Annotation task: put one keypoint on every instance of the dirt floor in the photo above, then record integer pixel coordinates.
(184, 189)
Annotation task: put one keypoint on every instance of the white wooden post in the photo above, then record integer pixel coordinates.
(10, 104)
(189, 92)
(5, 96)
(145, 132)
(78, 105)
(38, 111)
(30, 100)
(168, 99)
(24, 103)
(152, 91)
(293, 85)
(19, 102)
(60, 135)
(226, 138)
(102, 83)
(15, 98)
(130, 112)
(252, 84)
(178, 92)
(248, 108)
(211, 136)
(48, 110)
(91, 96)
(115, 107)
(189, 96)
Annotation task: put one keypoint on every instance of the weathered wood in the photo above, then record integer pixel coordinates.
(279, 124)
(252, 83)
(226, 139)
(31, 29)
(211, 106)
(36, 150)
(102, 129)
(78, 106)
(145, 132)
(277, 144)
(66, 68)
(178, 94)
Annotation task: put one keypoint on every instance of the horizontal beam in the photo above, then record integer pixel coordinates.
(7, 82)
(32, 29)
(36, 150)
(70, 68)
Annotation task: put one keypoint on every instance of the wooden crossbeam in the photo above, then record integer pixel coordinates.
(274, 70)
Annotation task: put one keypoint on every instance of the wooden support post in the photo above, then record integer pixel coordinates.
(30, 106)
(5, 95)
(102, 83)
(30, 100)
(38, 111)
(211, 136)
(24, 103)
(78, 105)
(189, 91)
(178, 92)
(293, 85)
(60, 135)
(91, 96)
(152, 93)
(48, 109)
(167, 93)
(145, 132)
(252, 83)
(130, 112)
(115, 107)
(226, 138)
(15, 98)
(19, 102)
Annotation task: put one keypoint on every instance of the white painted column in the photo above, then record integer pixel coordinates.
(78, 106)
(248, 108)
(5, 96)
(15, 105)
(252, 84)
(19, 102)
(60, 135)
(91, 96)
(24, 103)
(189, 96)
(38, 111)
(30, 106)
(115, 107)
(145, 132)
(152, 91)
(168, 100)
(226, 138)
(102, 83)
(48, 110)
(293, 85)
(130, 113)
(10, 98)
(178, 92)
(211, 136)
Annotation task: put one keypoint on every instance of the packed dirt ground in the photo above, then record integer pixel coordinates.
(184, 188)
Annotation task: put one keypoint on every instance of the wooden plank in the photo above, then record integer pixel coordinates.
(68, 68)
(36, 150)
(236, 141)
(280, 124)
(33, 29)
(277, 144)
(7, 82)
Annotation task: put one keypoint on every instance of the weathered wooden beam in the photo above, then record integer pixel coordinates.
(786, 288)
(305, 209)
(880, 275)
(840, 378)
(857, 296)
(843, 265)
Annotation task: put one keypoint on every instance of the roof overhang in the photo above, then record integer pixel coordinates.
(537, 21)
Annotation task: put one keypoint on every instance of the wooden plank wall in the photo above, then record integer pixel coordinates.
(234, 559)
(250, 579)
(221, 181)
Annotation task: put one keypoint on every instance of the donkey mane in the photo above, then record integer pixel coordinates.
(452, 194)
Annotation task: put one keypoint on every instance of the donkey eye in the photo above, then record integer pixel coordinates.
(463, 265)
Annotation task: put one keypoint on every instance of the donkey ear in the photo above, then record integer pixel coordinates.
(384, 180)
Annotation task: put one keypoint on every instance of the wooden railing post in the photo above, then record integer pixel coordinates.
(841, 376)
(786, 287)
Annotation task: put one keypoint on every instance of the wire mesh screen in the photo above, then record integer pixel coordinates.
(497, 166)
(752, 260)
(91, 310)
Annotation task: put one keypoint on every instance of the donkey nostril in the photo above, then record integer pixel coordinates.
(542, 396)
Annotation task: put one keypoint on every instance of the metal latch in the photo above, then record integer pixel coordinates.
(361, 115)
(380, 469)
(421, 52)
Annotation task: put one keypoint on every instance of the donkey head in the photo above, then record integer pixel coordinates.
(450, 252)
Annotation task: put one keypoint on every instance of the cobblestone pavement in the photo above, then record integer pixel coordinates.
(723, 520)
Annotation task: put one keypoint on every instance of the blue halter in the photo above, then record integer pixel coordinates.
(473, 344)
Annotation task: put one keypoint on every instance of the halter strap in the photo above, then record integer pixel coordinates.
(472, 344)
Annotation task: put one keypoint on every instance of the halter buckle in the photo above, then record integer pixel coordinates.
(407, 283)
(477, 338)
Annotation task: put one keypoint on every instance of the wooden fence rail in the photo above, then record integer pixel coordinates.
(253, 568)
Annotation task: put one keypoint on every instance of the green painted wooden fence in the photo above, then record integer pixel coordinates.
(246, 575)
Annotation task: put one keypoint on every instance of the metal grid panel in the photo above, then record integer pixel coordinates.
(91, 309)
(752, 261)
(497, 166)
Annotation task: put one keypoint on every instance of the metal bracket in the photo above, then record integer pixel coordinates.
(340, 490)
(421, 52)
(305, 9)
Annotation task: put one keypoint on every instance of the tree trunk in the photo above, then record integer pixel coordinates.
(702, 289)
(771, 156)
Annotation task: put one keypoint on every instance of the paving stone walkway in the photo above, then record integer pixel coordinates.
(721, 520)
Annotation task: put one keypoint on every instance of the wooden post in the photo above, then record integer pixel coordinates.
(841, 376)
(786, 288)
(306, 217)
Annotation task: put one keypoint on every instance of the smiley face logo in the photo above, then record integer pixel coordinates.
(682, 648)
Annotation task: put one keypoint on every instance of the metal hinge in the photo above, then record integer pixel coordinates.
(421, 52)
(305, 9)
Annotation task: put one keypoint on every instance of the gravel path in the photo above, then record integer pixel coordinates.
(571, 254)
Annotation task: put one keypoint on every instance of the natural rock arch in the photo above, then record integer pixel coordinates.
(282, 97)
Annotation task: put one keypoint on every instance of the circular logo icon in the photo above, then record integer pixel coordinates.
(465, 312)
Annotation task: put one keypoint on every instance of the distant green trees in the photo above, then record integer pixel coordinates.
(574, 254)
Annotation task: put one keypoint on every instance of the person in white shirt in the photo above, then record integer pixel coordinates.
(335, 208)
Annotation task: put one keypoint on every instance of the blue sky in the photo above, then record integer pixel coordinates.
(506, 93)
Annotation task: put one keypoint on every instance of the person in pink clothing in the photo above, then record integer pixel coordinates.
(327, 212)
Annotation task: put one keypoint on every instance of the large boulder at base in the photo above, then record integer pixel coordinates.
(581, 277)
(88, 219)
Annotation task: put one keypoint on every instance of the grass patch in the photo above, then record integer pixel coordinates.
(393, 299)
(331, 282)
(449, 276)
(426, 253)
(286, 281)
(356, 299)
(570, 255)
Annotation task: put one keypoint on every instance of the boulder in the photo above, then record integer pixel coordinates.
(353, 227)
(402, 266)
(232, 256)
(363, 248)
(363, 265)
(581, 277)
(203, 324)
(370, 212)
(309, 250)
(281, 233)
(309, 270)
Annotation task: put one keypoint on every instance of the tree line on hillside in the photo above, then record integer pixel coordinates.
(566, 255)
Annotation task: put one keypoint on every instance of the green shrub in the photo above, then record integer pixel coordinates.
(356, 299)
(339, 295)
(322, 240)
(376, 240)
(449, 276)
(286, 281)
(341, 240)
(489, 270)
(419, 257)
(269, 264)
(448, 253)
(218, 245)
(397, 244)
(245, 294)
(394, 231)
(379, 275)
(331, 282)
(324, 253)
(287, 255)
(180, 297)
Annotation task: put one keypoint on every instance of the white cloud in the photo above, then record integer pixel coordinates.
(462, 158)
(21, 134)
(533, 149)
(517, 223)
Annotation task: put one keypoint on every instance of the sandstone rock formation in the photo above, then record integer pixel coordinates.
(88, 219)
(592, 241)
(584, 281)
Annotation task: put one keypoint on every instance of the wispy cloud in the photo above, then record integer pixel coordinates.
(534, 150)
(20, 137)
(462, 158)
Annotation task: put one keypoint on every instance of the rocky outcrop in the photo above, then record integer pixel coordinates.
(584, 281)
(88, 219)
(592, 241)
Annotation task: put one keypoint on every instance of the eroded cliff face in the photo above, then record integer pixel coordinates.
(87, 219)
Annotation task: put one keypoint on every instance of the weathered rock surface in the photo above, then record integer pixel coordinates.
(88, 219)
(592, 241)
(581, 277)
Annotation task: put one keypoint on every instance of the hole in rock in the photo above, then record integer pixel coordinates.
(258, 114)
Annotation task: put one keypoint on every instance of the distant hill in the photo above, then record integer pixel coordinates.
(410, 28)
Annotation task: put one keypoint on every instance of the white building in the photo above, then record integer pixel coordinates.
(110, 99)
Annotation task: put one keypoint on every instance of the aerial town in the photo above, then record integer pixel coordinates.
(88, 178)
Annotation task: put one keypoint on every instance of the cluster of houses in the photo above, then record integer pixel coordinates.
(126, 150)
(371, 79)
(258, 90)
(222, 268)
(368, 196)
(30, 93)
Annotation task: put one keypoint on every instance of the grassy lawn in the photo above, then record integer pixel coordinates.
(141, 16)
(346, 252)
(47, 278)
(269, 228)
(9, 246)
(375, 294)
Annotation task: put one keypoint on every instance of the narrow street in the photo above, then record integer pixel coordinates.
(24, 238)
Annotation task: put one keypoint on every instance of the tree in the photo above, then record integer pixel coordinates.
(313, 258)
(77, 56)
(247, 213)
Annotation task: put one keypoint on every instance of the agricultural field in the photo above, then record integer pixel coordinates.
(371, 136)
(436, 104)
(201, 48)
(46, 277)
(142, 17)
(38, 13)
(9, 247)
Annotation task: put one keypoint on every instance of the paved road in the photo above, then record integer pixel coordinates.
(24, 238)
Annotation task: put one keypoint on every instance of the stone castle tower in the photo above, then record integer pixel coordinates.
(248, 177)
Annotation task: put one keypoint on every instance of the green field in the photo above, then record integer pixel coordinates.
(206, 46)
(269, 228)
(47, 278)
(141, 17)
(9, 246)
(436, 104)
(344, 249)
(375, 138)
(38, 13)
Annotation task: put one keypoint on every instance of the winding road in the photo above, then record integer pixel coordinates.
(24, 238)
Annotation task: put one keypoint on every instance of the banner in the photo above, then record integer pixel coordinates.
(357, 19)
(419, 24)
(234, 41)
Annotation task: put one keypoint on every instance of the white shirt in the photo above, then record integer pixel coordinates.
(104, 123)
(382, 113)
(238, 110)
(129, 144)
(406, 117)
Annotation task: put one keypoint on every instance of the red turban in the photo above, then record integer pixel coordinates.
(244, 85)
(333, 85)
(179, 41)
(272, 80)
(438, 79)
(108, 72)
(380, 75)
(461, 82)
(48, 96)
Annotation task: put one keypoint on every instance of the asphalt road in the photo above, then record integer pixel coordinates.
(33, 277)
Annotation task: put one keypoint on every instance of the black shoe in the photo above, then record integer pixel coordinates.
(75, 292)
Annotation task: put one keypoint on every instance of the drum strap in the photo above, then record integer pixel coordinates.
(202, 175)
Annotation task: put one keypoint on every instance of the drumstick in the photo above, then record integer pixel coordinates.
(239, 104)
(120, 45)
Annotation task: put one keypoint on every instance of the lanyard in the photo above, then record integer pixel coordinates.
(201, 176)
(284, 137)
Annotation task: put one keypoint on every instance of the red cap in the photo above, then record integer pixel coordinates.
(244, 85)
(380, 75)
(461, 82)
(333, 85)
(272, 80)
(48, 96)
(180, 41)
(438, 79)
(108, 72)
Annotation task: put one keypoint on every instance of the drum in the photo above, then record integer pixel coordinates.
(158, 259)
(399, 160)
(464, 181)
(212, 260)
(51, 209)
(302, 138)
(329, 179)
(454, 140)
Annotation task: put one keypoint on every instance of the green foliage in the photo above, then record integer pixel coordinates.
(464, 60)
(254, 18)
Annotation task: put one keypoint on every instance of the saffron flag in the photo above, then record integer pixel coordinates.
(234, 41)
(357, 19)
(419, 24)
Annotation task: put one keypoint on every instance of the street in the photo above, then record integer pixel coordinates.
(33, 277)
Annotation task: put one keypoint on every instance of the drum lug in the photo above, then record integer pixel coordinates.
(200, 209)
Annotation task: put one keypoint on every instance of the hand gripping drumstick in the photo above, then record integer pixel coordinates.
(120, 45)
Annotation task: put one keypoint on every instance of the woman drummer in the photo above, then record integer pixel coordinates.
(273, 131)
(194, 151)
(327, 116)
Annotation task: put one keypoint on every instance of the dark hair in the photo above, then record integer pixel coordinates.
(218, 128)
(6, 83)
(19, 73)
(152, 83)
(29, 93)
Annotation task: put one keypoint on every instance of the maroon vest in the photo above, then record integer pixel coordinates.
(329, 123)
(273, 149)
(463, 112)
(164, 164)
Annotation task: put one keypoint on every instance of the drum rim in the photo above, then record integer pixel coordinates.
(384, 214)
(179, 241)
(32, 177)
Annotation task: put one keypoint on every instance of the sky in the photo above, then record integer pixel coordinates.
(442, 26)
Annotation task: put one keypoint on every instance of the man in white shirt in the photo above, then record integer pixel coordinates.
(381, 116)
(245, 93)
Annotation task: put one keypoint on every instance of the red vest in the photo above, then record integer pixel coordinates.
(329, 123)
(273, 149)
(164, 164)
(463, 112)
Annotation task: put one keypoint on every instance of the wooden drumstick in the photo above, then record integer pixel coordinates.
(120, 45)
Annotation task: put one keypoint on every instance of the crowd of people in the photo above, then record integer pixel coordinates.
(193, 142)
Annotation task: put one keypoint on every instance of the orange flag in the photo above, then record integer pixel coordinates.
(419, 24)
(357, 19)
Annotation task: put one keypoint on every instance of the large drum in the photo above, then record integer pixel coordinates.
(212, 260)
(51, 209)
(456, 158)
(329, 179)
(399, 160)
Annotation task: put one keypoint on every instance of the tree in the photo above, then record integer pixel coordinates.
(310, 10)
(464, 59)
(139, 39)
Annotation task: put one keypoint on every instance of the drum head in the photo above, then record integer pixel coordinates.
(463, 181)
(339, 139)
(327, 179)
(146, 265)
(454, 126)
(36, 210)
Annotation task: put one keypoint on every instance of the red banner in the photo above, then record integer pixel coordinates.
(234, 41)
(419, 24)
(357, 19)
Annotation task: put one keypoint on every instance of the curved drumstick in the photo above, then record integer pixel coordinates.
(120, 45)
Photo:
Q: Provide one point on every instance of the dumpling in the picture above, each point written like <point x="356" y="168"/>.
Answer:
--
Exercise:
Every line from the one that contains "Q: Provide one" down to and including the last line of the records above must be set down exactly, with nothing else.

Task result:
Q: Provide one point on every instance of the dumpling in the picture above, each point written like <point x="356" y="168"/>.
Answer:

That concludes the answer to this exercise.